■ WRITTEN INSTRUCTION
Print the material below verbatim, every line in its original order and with no changes.

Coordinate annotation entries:
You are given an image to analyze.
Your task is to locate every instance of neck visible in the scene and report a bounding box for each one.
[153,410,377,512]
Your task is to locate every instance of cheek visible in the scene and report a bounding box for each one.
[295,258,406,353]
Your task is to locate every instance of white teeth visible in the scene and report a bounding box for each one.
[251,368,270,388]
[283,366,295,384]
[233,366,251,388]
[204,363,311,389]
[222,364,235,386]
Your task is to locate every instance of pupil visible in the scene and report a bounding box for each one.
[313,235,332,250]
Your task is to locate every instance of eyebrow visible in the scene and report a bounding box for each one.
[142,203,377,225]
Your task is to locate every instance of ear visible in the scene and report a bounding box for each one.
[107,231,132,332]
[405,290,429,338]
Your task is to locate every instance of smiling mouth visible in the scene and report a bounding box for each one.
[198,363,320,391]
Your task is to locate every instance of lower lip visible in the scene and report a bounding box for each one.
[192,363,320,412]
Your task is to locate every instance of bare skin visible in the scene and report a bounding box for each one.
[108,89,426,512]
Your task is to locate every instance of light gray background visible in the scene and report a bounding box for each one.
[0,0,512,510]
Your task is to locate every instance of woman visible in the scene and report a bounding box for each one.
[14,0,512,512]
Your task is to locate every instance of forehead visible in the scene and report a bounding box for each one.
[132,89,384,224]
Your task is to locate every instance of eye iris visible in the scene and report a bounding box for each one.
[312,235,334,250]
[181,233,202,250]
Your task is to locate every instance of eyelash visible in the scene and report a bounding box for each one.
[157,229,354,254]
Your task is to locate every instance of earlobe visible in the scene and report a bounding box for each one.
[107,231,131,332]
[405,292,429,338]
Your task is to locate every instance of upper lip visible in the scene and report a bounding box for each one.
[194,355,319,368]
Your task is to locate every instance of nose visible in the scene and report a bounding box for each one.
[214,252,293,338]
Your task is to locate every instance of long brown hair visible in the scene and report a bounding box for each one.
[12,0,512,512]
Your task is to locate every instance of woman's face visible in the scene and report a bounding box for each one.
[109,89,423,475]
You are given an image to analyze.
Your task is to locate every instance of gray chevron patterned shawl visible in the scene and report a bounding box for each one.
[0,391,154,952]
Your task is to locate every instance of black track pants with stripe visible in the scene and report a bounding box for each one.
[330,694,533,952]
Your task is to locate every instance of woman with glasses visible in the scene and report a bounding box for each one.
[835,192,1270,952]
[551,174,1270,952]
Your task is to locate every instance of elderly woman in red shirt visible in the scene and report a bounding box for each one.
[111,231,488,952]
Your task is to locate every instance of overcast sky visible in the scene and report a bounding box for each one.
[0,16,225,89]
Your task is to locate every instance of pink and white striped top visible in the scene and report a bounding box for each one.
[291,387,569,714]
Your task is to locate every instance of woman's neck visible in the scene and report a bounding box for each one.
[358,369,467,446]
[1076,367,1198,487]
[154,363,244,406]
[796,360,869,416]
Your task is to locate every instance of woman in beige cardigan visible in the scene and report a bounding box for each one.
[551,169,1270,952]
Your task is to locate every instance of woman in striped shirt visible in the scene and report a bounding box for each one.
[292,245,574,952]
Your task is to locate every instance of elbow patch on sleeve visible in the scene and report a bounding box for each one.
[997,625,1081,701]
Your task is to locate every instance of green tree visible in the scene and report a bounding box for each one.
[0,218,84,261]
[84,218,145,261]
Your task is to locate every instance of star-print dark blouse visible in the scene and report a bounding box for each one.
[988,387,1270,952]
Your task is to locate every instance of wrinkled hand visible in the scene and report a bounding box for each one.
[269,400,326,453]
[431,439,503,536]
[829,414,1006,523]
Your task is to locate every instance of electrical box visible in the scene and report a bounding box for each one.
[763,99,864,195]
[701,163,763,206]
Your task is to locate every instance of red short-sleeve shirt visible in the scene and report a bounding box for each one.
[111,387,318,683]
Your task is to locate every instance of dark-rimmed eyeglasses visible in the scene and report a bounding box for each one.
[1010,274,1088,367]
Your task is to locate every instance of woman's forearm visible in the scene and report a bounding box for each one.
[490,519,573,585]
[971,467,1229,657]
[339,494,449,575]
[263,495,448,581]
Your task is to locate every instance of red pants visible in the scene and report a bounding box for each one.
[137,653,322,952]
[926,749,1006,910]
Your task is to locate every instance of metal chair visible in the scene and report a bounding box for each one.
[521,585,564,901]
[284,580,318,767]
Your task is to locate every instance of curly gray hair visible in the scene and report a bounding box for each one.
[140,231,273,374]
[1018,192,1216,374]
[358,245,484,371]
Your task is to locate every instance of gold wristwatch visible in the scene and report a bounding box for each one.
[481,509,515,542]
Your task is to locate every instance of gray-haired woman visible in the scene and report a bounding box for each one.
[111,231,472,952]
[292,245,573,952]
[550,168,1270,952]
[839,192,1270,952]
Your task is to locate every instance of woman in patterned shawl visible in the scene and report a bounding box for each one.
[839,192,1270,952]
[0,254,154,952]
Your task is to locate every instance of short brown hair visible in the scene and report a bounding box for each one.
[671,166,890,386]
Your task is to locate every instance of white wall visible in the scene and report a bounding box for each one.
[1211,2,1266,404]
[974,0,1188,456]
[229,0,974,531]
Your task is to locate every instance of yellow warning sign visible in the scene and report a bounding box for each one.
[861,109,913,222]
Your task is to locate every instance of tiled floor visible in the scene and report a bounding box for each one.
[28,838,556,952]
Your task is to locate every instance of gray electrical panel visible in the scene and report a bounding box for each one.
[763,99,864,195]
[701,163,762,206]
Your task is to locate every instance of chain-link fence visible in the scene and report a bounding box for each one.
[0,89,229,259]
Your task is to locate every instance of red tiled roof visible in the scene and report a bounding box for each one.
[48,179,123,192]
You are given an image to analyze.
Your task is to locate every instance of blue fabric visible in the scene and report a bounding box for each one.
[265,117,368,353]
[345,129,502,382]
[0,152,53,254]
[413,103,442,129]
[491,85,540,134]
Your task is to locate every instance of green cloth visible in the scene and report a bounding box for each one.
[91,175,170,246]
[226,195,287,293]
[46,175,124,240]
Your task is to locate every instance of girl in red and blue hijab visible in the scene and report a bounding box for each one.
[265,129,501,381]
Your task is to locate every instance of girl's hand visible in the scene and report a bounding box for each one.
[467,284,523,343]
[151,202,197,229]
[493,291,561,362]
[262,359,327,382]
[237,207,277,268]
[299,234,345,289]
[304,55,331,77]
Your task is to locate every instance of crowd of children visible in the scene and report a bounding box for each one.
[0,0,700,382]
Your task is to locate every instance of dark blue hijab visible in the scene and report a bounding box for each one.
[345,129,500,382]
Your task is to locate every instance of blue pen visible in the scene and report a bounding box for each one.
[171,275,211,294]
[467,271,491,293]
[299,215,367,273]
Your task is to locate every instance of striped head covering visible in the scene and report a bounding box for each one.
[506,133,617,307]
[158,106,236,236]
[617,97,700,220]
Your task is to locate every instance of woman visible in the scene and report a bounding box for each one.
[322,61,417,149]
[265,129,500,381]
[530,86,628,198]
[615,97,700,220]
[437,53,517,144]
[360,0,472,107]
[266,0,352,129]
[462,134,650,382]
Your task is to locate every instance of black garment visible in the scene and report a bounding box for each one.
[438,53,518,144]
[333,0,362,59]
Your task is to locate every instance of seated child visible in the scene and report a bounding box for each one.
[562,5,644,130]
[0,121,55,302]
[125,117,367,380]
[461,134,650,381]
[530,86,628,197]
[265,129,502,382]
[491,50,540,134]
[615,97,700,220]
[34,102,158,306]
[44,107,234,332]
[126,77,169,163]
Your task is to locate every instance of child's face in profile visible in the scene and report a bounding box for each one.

■ SOLUTION TO THE EXERCISE
You are given an image to analyze.
Your task is to locate every instance of neck visible in the scene and report a bounding box for each one.
[153,410,377,512]
Your task is to locate every instance of cheek visible in the scene and report a bounding box for each one.
[295,258,406,353]
Your task is to locate every instance of white teeth visible in the scene and report a bounding box for each one.
[251,368,270,388]
[283,366,295,384]
[233,366,251,388]
[204,363,311,389]
[222,364,235,386]
Your task is to locate every instance of pupil visible in the scene and report a bounding box for each one.
[313,235,332,250]
Your task is to locate every instance of eyebrow visible in the scene and report a bounding box for each one.
[142,203,377,225]
Your task is to locate every instance of ear visible in the scene and report a bounding box for each one.
[107,231,132,332]
[405,290,429,338]
Your task is to locate every instance of smiling mouth visible in the scene and report a bounding box for each one.
[198,363,320,391]
Your task is to locate every instance of lower lip visible in the scene and report a bounding box for each one.
[192,363,320,412]
Your task is to locate every instance of bare skin visible in the scene and report a bounding box for each one.
[108,89,426,512]
Your task is to locate every instance of light gray background visible in the scene and report a bounding box for each one.
[0,0,512,510]
Your task is to locate every instance of woman visible in the scene and report a bounding box for each one.
[14,0,512,512]
Your task is to locate every instance of forehead visible in the scene and report a bounding box for each one.
[132,89,384,224]
Your task is to locate every instance of eye iris visible in the scene and report a bounding box for each one.
[312,235,334,250]
[181,233,202,250]
Your task is to locate every instance of eyelash visible in the scene and report a bounding box for each one.
[157,229,354,254]
Your task is to locate every instance of earlobe visible in the scene and report a bounding box for each one.
[107,231,131,332]
[405,292,429,338]
Your task is to locate every instance of upper lip visible in the scene and report a bounding box for each one.
[194,355,319,368]
Your task is to locate every instance of nose visible in the scene and report a bounding box for each one.
[214,252,293,338]
Your task is to locate every instance of long brown hair visible in the scene and report a bounding box for each one.
[12,0,512,512]
Your task is to locate every instance of woman's face visible in the scene and report a bounding box for each one.
[109,89,423,475]
You are given an image to analyze.
Your task is to locate every instance of gray chevron patterned shawl visible in the scene and report a bounding box for each one.
[0,391,154,952]
Your task is to locate every instance of black track pants with stripe visible in the scene and report a bounding box for each one.
[330,694,533,952]
Your task is to locate every instance of woman with glasses visible in the scene and report a bounding box for each one.
[835,192,1270,952]
[551,174,1270,952]
Your task is to locate every instance of elderly woman in red shirt visible in the scene and report a bounding box for each one.
[111,231,488,952]
Your task is to locate every instance of overcast sky visible in the scene and report a bounding box for each one.
[0,16,225,89]
Your task is to locate every instance of pink and white striped top visible in the scene and report a bounding box for each one.
[291,387,569,714]
Your task is to locate every instance of woman's neck visible in the scene and report a bounding box for each one.
[358,369,467,446]
[1076,367,1198,487]
[154,363,244,406]
[796,360,869,416]
Your task is to locate every instance of woman in beige cardigan visible in the scene and report a bounding box for each one.
[551,169,1270,952]
Your task is to locate every instance of woman in striped shirt visible in the scene and report a bounding box for each one.
[292,245,574,952]
Your task is to locate every instance of elbow patch on sleeve visible in the scene and report a bounding box for each one.
[997,625,1081,701]
Your task is to locate every instance of green tree visible in the scene and report a bounding box for each one.
[0,218,84,261]
[84,218,145,261]
Your task is to locate every instance of star-print dark blouse visible in the scene and report a bounding box for each one.
[988,387,1270,952]
Your task is to locate every instance of wrinkled hand visible in the scene and report a bounding box for each one.
[269,400,326,453]
[431,439,503,536]
[829,414,1006,523]
Your task is to locate every instance of electrical box visible in the scene and report a bounding box for each one.
[763,99,864,195]
[701,163,763,206]
Your task is to locate every instance of red short-sleeve shirt visible in the scene and report a bounding box for each one.
[111,387,318,683]
Your task is to locate every instance of dark-rimmed eyeglasses visible in the scene and report a bounding box for each one.
[1010,274,1088,367]
Your task is to locate every instance of woman's forearm visible in the scene and report a bounding box for each one.
[490,519,573,585]
[971,467,1229,657]
[339,494,449,575]
[263,495,448,581]
Your task is to locate every instance of red pants visible in the scene and report a bounding box for each one.
[137,653,322,952]
[926,749,1006,910]
Your task is to locate every instance of metal chair visible in the scene and report a bounding box for each one.
[521,585,564,901]
[284,580,318,767]
Your task is to locate every instance of curly gray hair visible in the scene and report a bounding box for each one.
[140,231,273,374]
[1018,192,1216,374]
[358,245,484,371]
Your task is to locate every instance of gold wristwatch visible in the scene and report a bounding box for each one.
[481,509,515,542]
Your task is to locate every instance of gray-haired woman visible in the scene and report a bounding box for each one.
[111,231,472,952]
[292,245,573,952]
[550,168,1270,952]
[839,192,1270,952]
Your task is to locate every instance of woman in patterned shawl visible in the scene and report a bounding box for each one.
[839,192,1270,952]
[0,254,154,952]
Your task is to locate every instance of short brown hair visible in the scene and report a bounding box for each one.
[671,166,890,386]
Your task is to locate every instance of white wall visible in the scene and report a bounding box for each one.
[1211,2,1266,404]
[974,0,1188,456]
[229,0,974,531]
Your task is to locate every instance of yellow warning sign visible in the scene and report a bounding box for each one.
[861,109,913,222]
Your task is to locate every instance of tiled floor visible in the scene and report a bounding box for each one.
[28,838,556,952]
Your task is to locate every instance of gray electrical panel visible in the scene and report a bounding box for each one.
[763,99,864,195]
[701,163,762,206]
Your task is to locate every instance of chain-link fence visible in the scene and report a bounding box for each one.
[0,89,229,259]
Your task is to locate every instance of red tiled roof visible in the scene and report a bounding box for each one.
[48,179,123,192]
You are given an image to analyze.
Your task is to locate every instance of blue fabric visible in the scene and report a bounding box for each one.
[265,117,368,353]
[345,129,502,382]
[0,152,53,254]
[413,103,442,129]
[491,85,540,134]
Your task is to locate every instance of green cloth visible in the scene and report a bounding box for each one.
[91,175,170,246]
[226,195,287,293]
[46,175,124,240]
Your task is to locate every instance of girl in red and blue hijab visible in the scene and report a bounding box for each one.
[265,129,501,381]
Your task is to locate every instance of girl's hand visible in the scene and report a bounding box for each one.
[467,284,523,343]
[151,202,197,229]
[493,291,561,362]
[262,359,327,382]
[237,207,277,268]
[299,234,345,289]
[304,55,331,77]
Your task is to locate every instance of crowd of children visible in the scene and report a bounding box for each one.
[0,0,700,382]
Your task is to locate every instance of dark blue hijab visible in the scene and report a bounding box for each one.
[345,129,500,382]
Your task is to locate every instance of blue pen visible in the scene and report a bounding box for each one.
[171,275,211,294]
[467,271,491,293]
[299,215,367,273]
Your task is to locate every instance of striped head covering visible in the scene and report a bounding box for each one.
[506,133,617,307]
[158,106,236,236]
[617,97,700,220]
Your task is to locate every instance of woman visible in the scene and report a bounding box for each one.
[322,61,417,149]
[265,129,500,381]
[530,86,628,198]
[615,97,700,220]
[437,53,517,144]
[360,0,472,107]
[266,0,352,129]
[462,134,650,382]
Your task is to locate every instance of black garment visible in the scene and report a bounding box for each one.
[438,53,518,144]
[333,0,362,59]
Your task is to locate every instance of seated child visible in the scene and report a bounding box for each one.
[562,5,644,130]
[0,121,55,302]
[125,117,367,380]
[461,134,650,381]
[530,86,628,197]
[265,129,502,382]
[491,50,540,134]
[615,97,700,220]
[34,102,158,306]
[44,107,234,332]
[126,77,169,163]
Your task is to locate every instance of child's face in profile visible in the scene and report a bounding box for each one.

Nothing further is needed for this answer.